When you reach the line that contains "Target: evergreen shrub", give it back exactly along with each line after it to the end of the entries; skip any pictures.

◆ Point-per-instance localization data ◆
────────────────────
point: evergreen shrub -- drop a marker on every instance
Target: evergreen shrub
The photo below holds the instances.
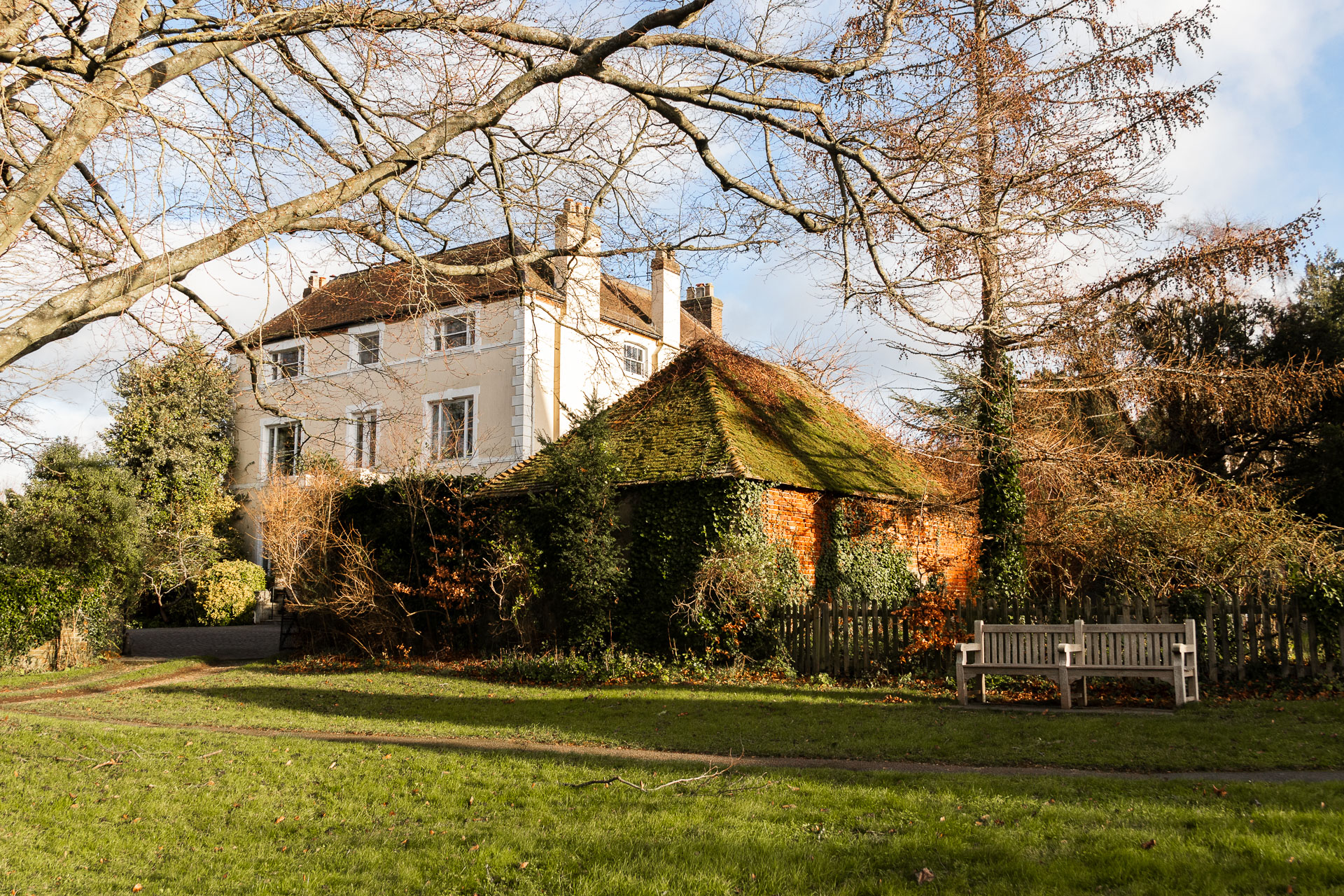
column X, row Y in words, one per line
column 227, row 592
column 34, row 602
────────────────────
◆ RESPONSE TO THE TASK ◆
Target: evergreen shrub
The photo below holds the instances.
column X, row Y in words, one per line
column 227, row 592
column 34, row 602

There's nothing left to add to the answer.